▶ **WHAT TO DO**:
As the answer, set down the lines below from the one containing "written like (230,136)." through the one containing "written like (30,168).", exactly and inclusively, and no others.

*** AVAILABLE RECORDS Section Begins ***

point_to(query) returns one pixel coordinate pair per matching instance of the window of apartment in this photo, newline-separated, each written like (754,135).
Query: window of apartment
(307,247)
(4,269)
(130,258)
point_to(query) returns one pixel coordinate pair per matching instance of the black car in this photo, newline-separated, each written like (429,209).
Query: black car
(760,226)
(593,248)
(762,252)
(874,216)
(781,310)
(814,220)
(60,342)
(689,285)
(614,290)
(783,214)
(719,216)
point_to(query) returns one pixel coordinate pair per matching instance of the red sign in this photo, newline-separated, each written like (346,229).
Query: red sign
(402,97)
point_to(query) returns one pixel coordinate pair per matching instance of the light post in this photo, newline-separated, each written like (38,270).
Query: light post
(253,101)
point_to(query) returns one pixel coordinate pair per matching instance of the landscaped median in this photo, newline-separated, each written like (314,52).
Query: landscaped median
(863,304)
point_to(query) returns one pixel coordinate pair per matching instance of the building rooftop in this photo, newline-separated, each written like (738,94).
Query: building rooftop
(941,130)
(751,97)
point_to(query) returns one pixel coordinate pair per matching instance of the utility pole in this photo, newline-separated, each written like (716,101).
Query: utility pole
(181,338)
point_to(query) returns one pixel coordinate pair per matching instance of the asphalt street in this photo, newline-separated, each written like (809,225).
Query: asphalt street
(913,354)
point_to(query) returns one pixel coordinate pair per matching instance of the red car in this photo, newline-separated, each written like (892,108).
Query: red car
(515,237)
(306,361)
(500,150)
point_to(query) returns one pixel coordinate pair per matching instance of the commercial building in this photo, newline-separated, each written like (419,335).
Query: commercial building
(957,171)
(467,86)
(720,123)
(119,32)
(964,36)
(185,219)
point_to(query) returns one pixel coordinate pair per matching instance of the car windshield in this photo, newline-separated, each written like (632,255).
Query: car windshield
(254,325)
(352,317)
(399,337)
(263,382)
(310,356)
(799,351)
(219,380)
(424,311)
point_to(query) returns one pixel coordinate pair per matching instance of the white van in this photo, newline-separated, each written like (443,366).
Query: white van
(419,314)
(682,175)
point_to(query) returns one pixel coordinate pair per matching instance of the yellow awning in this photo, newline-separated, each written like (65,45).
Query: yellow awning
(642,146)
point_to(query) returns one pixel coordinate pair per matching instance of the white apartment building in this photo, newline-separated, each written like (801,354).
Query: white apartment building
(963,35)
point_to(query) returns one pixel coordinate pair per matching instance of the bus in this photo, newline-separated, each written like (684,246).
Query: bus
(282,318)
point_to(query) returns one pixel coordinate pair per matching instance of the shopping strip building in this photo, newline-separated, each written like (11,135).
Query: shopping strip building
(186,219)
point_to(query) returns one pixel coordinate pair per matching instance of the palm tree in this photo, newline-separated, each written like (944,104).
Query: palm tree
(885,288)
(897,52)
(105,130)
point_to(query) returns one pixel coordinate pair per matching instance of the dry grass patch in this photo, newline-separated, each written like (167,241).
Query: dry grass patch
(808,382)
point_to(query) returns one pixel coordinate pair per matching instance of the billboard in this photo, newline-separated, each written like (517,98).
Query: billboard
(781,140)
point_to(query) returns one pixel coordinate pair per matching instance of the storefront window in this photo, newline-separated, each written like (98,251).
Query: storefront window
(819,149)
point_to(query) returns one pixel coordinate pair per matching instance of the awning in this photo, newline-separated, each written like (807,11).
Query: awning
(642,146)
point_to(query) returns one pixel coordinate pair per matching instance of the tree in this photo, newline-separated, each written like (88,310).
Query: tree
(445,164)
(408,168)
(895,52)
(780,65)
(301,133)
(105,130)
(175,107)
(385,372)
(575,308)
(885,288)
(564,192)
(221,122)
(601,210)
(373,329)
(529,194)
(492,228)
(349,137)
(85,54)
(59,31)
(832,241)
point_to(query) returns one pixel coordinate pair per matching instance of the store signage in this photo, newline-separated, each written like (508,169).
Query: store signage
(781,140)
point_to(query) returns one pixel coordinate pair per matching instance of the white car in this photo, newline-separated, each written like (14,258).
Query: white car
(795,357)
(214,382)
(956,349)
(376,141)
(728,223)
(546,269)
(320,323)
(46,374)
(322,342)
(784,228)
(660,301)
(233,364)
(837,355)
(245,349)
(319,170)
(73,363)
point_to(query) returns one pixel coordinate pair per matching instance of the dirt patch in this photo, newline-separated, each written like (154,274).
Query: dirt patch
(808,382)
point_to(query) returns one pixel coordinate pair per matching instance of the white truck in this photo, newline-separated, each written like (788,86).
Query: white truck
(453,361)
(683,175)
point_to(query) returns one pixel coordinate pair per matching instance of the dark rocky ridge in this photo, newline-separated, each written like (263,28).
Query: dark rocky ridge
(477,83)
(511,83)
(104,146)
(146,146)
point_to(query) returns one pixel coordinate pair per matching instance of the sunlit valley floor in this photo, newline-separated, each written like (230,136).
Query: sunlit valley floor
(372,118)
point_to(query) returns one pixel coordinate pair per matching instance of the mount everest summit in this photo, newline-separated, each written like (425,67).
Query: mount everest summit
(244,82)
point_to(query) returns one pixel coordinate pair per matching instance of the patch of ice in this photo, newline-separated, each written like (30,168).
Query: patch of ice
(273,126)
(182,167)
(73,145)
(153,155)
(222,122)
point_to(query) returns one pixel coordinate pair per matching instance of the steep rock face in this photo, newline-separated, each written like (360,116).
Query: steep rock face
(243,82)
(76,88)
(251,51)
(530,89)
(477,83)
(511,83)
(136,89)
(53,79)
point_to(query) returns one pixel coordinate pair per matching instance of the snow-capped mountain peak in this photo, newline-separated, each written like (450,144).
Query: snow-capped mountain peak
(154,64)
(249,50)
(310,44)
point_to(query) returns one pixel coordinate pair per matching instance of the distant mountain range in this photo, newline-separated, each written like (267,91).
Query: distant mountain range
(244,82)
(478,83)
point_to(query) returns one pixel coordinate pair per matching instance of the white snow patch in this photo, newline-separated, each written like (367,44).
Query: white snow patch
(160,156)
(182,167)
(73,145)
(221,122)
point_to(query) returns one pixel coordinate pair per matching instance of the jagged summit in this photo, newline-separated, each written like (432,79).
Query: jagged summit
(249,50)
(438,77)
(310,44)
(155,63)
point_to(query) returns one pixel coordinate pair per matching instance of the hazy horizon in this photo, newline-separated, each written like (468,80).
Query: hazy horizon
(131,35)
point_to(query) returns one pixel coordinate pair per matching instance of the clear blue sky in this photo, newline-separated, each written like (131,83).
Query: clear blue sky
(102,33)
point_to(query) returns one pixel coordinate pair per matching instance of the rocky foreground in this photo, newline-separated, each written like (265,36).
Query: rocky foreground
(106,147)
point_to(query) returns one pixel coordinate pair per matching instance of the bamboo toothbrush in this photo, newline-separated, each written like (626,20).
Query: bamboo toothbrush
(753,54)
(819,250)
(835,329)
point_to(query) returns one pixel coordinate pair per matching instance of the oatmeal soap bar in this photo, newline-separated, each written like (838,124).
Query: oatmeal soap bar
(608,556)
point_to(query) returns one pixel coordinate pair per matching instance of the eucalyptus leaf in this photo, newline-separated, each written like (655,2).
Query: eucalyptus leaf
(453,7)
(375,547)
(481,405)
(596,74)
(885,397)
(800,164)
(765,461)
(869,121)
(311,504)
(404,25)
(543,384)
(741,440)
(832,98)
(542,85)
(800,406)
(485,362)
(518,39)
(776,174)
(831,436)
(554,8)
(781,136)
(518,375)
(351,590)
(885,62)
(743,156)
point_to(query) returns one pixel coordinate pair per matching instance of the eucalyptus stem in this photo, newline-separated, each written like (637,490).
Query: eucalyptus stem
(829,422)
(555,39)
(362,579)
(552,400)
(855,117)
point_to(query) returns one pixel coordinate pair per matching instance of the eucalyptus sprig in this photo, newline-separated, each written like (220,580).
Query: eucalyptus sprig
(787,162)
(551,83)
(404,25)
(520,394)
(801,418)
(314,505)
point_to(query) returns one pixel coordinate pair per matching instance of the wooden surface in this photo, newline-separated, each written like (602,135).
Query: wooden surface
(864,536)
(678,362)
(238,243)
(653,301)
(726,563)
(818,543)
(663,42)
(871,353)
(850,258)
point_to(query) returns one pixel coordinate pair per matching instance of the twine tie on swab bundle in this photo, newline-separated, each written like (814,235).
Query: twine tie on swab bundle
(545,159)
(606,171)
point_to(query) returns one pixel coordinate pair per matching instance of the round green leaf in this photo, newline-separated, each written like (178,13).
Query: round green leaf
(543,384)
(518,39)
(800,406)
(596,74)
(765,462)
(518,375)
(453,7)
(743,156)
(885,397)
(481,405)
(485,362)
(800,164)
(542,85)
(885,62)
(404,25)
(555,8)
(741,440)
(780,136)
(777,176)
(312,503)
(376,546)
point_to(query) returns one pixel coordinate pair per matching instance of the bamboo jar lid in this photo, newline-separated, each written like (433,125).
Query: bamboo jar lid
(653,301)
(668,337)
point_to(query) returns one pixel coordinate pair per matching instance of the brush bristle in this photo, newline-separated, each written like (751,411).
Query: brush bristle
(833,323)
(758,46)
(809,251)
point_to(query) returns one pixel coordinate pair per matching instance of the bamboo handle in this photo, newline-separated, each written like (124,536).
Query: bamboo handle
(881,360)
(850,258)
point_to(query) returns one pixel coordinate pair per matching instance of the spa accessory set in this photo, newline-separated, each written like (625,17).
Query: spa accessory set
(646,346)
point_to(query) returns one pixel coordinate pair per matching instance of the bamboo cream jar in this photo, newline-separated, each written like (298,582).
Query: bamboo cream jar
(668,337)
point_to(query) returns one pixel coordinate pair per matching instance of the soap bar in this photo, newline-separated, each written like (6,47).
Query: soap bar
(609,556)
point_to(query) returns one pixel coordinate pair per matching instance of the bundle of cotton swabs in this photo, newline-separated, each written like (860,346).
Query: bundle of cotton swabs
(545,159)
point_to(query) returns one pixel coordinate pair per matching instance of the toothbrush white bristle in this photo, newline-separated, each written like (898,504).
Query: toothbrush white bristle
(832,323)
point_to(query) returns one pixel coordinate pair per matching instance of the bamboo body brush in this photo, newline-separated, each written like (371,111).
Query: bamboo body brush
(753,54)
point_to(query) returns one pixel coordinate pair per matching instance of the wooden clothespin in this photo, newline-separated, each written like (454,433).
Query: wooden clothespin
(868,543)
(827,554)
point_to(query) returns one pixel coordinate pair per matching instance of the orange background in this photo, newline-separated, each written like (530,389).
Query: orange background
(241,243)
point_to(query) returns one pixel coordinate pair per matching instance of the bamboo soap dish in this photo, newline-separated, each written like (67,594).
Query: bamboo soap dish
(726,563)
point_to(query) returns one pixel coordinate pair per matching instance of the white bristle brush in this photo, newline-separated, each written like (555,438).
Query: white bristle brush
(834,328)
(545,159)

*** AVAILABLE RECORDS Section Ends ***

▶ **TASK RESULT**:
point_to(query) returns one pixel coordinate pair per matching instance of the sunlit valley floor in this photo, newline-separated, each written like (230,136).
Query: sunlit valley floor
(372,118)
point_to(query) returns one pixel coordinate pair per matching instance of the mount everest summit in this photo, newline-separated, each written like (425,67).
Query: mount everest summit
(244,82)
point_to(query) returns one pixel coordinate pair per matching instance of the patch of ice in this photo, newline-separated, each written like (30,168).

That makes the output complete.